-------- Page text
Wednesday, September 07, 2005

A much larger house on fire


About the time 50 Dalit houses were set ablaze in Gohana, the country marked 50 years of a law giving effect to the Constitution's abolition of untouchability. As if to rub it in, 25 more Dalit homes were torched the same week in Akola, Maharashtra, writes P Sainath.

06 September 2005 - Burri nazar walle, theri ghar mein ladki paida ho (You evil-eyed people, may girls be born in your homes).
Scrawled on the back of a lorry in Gohana, those words capture the soul of casteism in Haryana. Even while taking a crack at Dalits whose houses they had reduced to rubble, their oppressors couldn't fail to proclaim women to be a curse. (A view many of them clearly act upon. You can see that from Haryana's appalling sex ratio of 861. That was the worst among major States in the 2001 census.)
About the time 50 Dalit houses were set ablaze in Gohana, the country marked 50 years of a law giving effect to the Constitution's abolition of untouchability. As if to rub in the irony, 25 more Dalit homes have been torched in the same week. This time in Akola, Maharashtra.
Of course the Constitution banned untouchability. It was to give effect to Article 17 that Parliament passed the Untouchability (Offences) Act, 1955. This was later made more stringent and renamed the Protection of Civil Rights Act, 1955. Still the crimes went on. So, along the way, we brought in quite a few other vital laws. Like the Scheduled Castes and Scheduled Tribes (Prevention of Atrocities) Act of 1989. Crimes under this Act invite harsher penalties than similar offences would under the Indian Penal Code. Half a century into the process, we grapple with the very crimes the first of these laws sought to end.
----------------
-------- Data entries
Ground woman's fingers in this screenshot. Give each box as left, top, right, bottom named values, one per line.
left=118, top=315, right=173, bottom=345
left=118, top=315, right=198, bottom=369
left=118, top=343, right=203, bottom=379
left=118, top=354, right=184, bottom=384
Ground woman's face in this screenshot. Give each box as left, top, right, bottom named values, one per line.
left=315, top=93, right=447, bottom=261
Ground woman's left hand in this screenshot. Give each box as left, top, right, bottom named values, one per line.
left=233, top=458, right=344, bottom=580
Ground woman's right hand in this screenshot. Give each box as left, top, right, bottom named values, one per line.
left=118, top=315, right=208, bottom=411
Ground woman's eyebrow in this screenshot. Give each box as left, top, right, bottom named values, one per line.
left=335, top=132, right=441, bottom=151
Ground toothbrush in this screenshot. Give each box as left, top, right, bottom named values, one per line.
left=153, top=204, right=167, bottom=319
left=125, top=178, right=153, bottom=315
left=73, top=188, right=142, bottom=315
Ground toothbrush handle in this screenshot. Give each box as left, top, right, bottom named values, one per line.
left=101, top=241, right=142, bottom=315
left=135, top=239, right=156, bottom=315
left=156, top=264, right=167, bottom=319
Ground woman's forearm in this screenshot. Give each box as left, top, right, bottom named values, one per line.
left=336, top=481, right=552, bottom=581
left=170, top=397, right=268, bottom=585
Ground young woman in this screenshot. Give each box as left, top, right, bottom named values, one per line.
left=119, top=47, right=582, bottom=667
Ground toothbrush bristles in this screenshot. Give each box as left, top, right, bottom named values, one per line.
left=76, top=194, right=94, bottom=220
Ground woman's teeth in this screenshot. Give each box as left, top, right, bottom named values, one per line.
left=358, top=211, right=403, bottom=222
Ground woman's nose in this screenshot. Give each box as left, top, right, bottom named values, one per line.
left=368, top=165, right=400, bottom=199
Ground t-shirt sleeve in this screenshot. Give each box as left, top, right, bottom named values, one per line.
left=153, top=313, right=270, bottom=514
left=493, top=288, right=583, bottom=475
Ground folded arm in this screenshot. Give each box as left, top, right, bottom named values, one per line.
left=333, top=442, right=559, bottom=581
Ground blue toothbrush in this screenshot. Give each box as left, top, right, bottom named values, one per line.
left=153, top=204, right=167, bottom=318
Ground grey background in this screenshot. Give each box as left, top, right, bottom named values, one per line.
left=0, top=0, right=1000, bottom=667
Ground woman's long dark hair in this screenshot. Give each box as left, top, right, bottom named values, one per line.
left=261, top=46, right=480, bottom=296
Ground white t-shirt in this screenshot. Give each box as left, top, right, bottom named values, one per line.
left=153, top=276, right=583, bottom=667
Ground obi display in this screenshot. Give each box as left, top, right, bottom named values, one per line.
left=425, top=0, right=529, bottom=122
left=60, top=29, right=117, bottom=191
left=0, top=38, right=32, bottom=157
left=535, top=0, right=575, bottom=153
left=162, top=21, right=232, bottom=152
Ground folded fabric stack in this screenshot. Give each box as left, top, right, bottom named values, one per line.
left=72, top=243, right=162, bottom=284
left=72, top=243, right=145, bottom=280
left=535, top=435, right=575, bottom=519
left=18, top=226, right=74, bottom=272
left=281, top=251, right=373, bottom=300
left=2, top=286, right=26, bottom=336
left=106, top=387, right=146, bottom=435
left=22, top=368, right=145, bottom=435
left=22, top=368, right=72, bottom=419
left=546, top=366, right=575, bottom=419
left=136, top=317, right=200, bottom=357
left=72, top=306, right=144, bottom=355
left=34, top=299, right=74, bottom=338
----------------
▶ Objective: In the article on caste violence, what law did Parliament pass to give effect to Article 17? The data were taken from a separate source and are unrelated to the article.

▶ Answer to this problem: The Untouchability (Offences) Act, 1955.